(Point localization data)
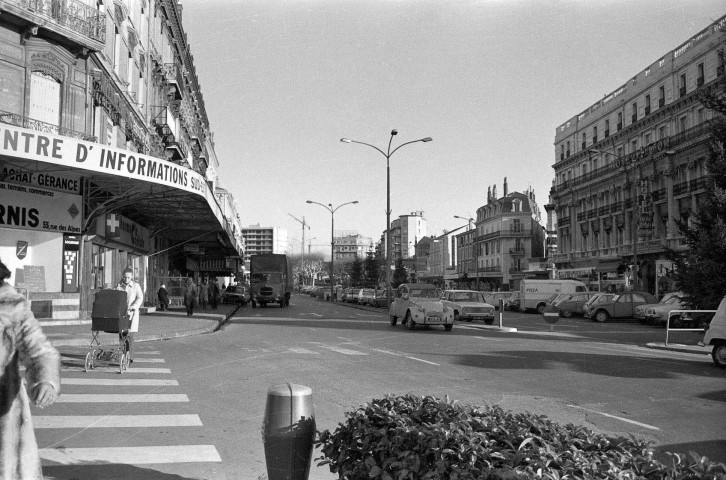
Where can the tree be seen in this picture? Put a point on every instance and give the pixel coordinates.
(400, 275)
(700, 273)
(356, 272)
(372, 271)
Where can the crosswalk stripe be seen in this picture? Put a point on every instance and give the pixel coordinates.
(122, 382)
(121, 398)
(116, 421)
(303, 350)
(129, 455)
(344, 351)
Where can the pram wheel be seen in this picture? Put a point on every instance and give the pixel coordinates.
(89, 361)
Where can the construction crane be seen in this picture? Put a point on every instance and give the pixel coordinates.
(302, 249)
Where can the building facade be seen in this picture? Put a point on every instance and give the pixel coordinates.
(107, 159)
(630, 165)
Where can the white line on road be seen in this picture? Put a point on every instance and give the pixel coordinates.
(121, 382)
(644, 425)
(116, 421)
(425, 361)
(122, 398)
(129, 455)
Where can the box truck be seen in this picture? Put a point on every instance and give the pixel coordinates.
(535, 293)
(270, 280)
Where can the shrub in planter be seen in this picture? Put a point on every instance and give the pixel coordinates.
(419, 438)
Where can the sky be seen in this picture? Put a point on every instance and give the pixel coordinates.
(488, 81)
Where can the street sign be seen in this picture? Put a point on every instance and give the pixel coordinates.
(551, 314)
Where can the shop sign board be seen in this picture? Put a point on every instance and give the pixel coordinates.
(70, 152)
(31, 208)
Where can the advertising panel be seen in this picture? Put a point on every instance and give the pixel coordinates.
(32, 208)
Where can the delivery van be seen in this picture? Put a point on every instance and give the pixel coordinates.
(535, 293)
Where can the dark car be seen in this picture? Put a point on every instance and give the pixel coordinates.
(236, 294)
(604, 306)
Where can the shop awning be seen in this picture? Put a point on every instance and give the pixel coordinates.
(606, 267)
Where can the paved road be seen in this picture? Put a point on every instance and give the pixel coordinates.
(210, 415)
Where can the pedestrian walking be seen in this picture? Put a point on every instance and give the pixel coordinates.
(190, 297)
(214, 294)
(163, 298)
(204, 294)
(134, 300)
(22, 340)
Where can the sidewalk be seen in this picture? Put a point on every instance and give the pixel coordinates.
(152, 326)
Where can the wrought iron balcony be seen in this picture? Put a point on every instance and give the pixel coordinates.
(32, 124)
(72, 19)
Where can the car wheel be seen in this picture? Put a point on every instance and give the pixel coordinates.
(409, 321)
(719, 355)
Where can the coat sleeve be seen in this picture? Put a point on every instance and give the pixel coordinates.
(41, 359)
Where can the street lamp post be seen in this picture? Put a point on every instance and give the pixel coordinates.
(388, 155)
(476, 251)
(329, 207)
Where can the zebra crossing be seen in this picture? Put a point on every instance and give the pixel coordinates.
(68, 437)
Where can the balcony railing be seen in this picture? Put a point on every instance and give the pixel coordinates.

# [WHAT TO DO]
Leave the pictures out and reproduce all of the records exactly.

# [WRITTEN ANSWER]
Where can the tree be seen in this picture? Put a point on every instance and give the pixel coordinates.
(400, 275)
(700, 273)
(356, 272)
(372, 271)
Where can the crosswalk stripe be seen in this picture? Put a point on every instance and give the pixel coordinates.
(122, 382)
(121, 398)
(116, 421)
(303, 350)
(129, 455)
(344, 351)
Where can the pram wheel be seen in this picture? Put a point on every instance and give the pixel coordinates.
(89, 361)
Where can the construction crane be seen in this picture? Put a point on every instance and give the pixel coordinates.
(302, 249)
Where can the building facade be seen in this picture? Put a point on every instance and give the pixel coordinates.
(107, 159)
(630, 165)
Where can the white line on road be seen in this picture? Put a point on every instance and give the pixel coordinates.
(121, 382)
(644, 425)
(116, 421)
(425, 361)
(122, 398)
(129, 455)
Where can the box truck be seen in this picture? Put a point on every instance and give the pixel coordinates.
(535, 293)
(270, 280)
Where can the shrub in planter be seen in this picture? Put a point on every instance and give the pixel coordinates.
(419, 438)
Where can the sky be seen in this picture? Put a point on every instance and give the pixel coordinates.
(488, 81)
Where can the street sign be seen in this picture? Put a point on every instance and give the pixel coordinates.
(551, 314)
Where can the shop sign board be seen in this picture? Put a point on every instance and give the pixel coordinates.
(70, 152)
(31, 208)
Where can the advertising panel be seen in this picture? Put a point on every instance and give the pixel coordinates.
(32, 208)
Where can the delivery van be seen in this picture? Put a point on every instance and give the pixel coordinates.
(535, 293)
Where can the dark car be seen in this picture? Put a point on every instance and give the pixel coordinates.
(236, 294)
(604, 306)
Where can the shop awning be seen in this picture? Put a point on every instance and give the pixel coordinates.
(606, 267)
Where can the paved road be seen in this picture? Put a point on every instance and give the pixel coordinates.
(210, 415)
Where can the pedestrian walking be seen in this picture? Put a point on every instance and give the pixel coordinates.
(190, 297)
(214, 294)
(163, 298)
(204, 294)
(134, 300)
(22, 340)
Where can the sidewalk be seen in this picture? Put a point on every instance and give the pixel coordinates.
(152, 326)
Where can the wrought iron balcony be seen in this picture? Put a point on every instance and give the pixel coordinates.
(32, 124)
(72, 19)
Where can the car wheel be seen in this picture? Put a point on every instance and give the pixel coordinates.
(409, 321)
(719, 355)
Where can the coat sleeve be seen in this picture? Put a point on every instance and give the pixel coordinates.
(41, 359)
Where can the street lamp post be seen in this picture? Put a point on every instance and give the pixel coordinates.
(388, 155)
(476, 251)
(329, 207)
Where can the zebra crossing be seen in this picture? Put a point on every instance and give the pixel coordinates.
(68, 437)
Where can the balcony railing be seen in this picture? Put a point on every instance and give the pixel coordinates.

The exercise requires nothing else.